Spero perciò che prima o poi venga ripubblicato anche in Italia, e siccome so per certo che tra il pubblico in sala ci sono molti francesi che leggono l’italiano e molti italiani che il francese lo leggono, voglio parlarne egualmente. Perchè è un romanzo che mi è piaciuto veramente molto confermandomi, se ancora ne avessi avuto bisogno, il grande spessore di questo affascinante scrittore di origini russe (è nato ed è vissuto per molti anni in Siberia ed espatriato poi in Francia dove ha ottenuto la naturalizzazione) ma che scrive i suoi libri in francese.
Makine racconta in questo romanzo, scritto in prima persona dal suo alter ego Aljoscia la storia di sua nonna Charlotte, una francese venuta in Russia nel pieno della Grande Guerra e proprio nel momento in cui la Rivoluzione d’Ottobre esplode in tutta la sua violenza.
Tra il piccolo Aljoscia e l’anziana nonna si instaura un rapporto di grande comprensione reciproca e complicità; Aljoscia trascorre ogni anno le vacanze estive da lei, che vive da sola nella steppa siberiana e ascolta ogni sera, affascinato, il racconto della vita di Charlotte, della sua vita di bambina francese, della sua decisione, appena raggiunta l’adolescenza, di partire per la Siberia in cerca della madre (la bisnonna di Aljoscia) che, francese anche lei, è rimasta sola e vedova in Russia. La diciassettenne e bella Charlotte va dalla Francia fino in Siberia da sola, praticamente a piedi assistendo, in questo terribile viaggio, ad orrori inimmaginabili ed ai limiti del sostenibile, nulla le viene risparmiato e lei stessa scampa cento volte per miracolo alla morte ma non alla violenza. Eppure Charlotte anche in seguito, anche quando le sarebbe stato possibile farlo, pur rimpiangendo sempre la Francia e soprattutto la lingua, la letteratura, la cultura francese non torna più in Francia, si sposa e rimane in Russia tutta la vita, anche dopo la morte del marito, una delle centinaia di migliaia di vittime del Terrore staliniano.

━━━━━━

- _REQUISITI DEL COMPITO_: Per favore, cita senza modifiche la parte del brano sul romanzo di Makine che va da «Spero perciò che» fino a «libri in francese.» incluso. I dati non hanno alcun legame con il brano.

Voci di dati:
━━━━━━

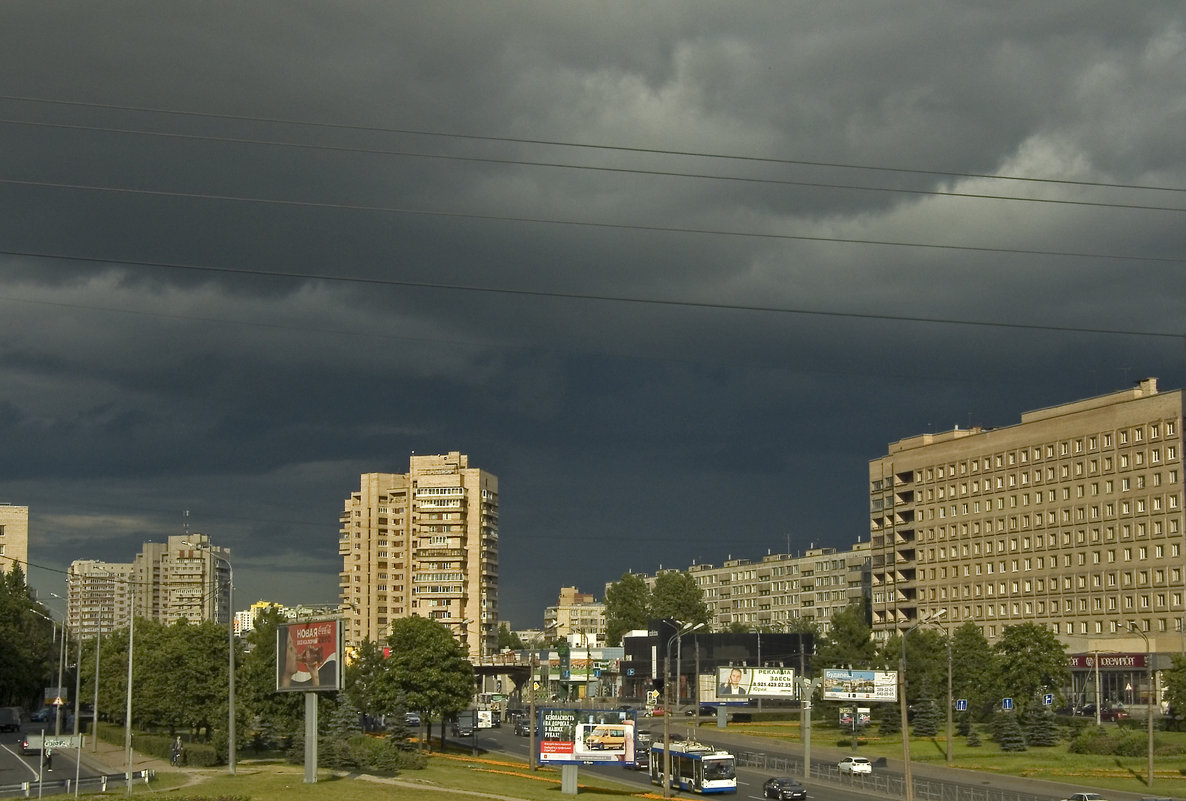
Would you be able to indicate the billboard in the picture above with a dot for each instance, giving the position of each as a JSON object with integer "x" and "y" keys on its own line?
{"x": 586, "y": 737}
{"x": 308, "y": 656}
{"x": 739, "y": 684}
{"x": 860, "y": 685}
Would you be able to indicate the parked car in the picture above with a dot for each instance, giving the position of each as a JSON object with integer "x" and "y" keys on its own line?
{"x": 784, "y": 788}
{"x": 854, "y": 765}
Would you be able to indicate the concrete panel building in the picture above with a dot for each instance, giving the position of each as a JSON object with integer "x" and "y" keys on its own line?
{"x": 422, "y": 542}
{"x": 1071, "y": 519}
{"x": 13, "y": 536}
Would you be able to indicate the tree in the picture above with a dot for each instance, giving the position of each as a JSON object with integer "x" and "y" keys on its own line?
{"x": 428, "y": 669}
{"x": 849, "y": 640}
{"x": 508, "y": 639}
{"x": 627, "y": 606}
{"x": 974, "y": 669}
{"x": 677, "y": 597}
{"x": 1031, "y": 662}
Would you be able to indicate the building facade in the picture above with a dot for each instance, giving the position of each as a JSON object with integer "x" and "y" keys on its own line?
{"x": 183, "y": 578}
{"x": 1071, "y": 519}
{"x": 782, "y": 592}
{"x": 13, "y": 536}
{"x": 422, "y": 542}
{"x": 576, "y": 617}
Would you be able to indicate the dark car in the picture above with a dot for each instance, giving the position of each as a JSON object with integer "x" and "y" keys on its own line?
{"x": 784, "y": 788}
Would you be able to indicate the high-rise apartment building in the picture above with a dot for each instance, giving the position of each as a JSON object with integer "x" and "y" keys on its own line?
{"x": 578, "y": 617}
{"x": 783, "y": 592}
{"x": 1071, "y": 519}
{"x": 422, "y": 542}
{"x": 99, "y": 597}
{"x": 166, "y": 582}
{"x": 13, "y": 536}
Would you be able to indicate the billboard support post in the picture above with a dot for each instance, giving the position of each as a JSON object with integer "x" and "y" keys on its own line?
{"x": 310, "y": 738}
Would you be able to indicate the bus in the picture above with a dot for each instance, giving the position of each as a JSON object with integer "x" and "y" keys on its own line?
{"x": 696, "y": 768}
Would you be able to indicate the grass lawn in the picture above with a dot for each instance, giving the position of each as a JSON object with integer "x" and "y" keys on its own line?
{"x": 450, "y": 777}
{"x": 1054, "y": 763}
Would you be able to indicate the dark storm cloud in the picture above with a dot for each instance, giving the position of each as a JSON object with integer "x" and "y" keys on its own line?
{"x": 429, "y": 144}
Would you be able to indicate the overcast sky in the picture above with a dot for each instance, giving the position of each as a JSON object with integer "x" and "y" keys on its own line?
{"x": 674, "y": 272}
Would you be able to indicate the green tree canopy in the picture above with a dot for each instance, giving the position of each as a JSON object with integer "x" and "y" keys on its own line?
{"x": 427, "y": 668}
{"x": 1031, "y": 662}
{"x": 627, "y": 606}
{"x": 676, "y": 596}
{"x": 848, "y": 642}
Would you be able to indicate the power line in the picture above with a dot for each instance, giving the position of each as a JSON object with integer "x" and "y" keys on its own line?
{"x": 556, "y": 142}
{"x": 591, "y": 297}
{"x": 584, "y": 223}
{"x": 633, "y": 171}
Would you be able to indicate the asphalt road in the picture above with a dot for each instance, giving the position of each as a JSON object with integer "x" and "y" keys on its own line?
{"x": 750, "y": 781}
{"x": 17, "y": 768}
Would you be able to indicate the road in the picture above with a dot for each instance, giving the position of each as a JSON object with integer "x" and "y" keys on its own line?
{"x": 750, "y": 781}
{"x": 17, "y": 768}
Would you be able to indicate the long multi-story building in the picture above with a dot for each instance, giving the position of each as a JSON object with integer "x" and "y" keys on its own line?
{"x": 13, "y": 538}
{"x": 185, "y": 577}
{"x": 1071, "y": 519}
{"x": 422, "y": 542}
{"x": 780, "y": 591}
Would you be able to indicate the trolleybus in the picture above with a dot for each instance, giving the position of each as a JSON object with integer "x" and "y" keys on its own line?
{"x": 696, "y": 768}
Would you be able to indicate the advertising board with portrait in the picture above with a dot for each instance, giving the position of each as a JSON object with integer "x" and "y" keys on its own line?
{"x": 739, "y": 684}
{"x": 308, "y": 656}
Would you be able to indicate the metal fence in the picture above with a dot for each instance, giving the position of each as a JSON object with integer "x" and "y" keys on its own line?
{"x": 68, "y": 786}
{"x": 880, "y": 783}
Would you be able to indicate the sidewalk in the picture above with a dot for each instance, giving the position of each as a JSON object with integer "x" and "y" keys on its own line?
{"x": 110, "y": 758}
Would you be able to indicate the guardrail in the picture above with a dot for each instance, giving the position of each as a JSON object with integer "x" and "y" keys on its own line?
{"x": 67, "y": 786}
{"x": 880, "y": 783}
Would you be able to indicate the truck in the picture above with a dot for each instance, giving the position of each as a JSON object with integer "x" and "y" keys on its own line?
{"x": 10, "y": 718}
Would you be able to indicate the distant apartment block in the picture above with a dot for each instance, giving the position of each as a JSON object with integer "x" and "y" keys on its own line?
{"x": 13, "y": 536}
{"x": 576, "y": 617}
{"x": 166, "y": 582}
{"x": 1071, "y": 519}
{"x": 783, "y": 592}
{"x": 422, "y": 542}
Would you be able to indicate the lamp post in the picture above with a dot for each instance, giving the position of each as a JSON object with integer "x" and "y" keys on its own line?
{"x": 230, "y": 648}
{"x": 681, "y": 629}
{"x": 1149, "y": 700}
{"x": 906, "y": 771}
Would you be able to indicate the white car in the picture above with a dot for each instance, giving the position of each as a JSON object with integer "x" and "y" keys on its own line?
{"x": 854, "y": 765}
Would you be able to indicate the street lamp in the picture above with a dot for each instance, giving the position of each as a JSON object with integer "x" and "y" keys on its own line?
{"x": 682, "y": 629}
{"x": 906, "y": 771}
{"x": 1149, "y": 700}
{"x": 230, "y": 648}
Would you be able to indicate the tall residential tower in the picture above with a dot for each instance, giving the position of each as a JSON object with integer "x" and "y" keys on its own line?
{"x": 423, "y": 542}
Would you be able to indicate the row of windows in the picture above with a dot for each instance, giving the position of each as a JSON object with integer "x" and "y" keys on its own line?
{"x": 1060, "y": 449}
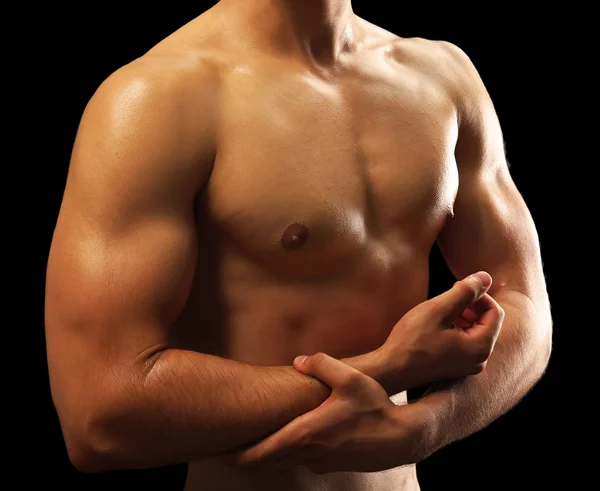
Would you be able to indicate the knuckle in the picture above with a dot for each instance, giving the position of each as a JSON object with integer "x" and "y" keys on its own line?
{"x": 317, "y": 359}
{"x": 478, "y": 368}
{"x": 352, "y": 380}
{"x": 467, "y": 288}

━━━━━━

- _RISPOSTA COMPLETA_:
Spero perciò che prima o poi venga ripubblicato anche in Italia, e siccome so per certo che tra il pubblico in sala ci sono molti francesi che leggono l’italiano e molti italiani che il francese lo leggono, voglio parlarne egualmente. Perchè è un romanzo che mi è piaciuto veramente molto confermandomi, se ancora ne avessi avuto bisogno, il grande spessore di questo affascinante scrittore di origini russe (è nato ed è vissuto per molti anni in Siberia ed espatriato poi in Francia dove ha ottenuto la naturalizzazione) ma che scrive i suoi libri in francese.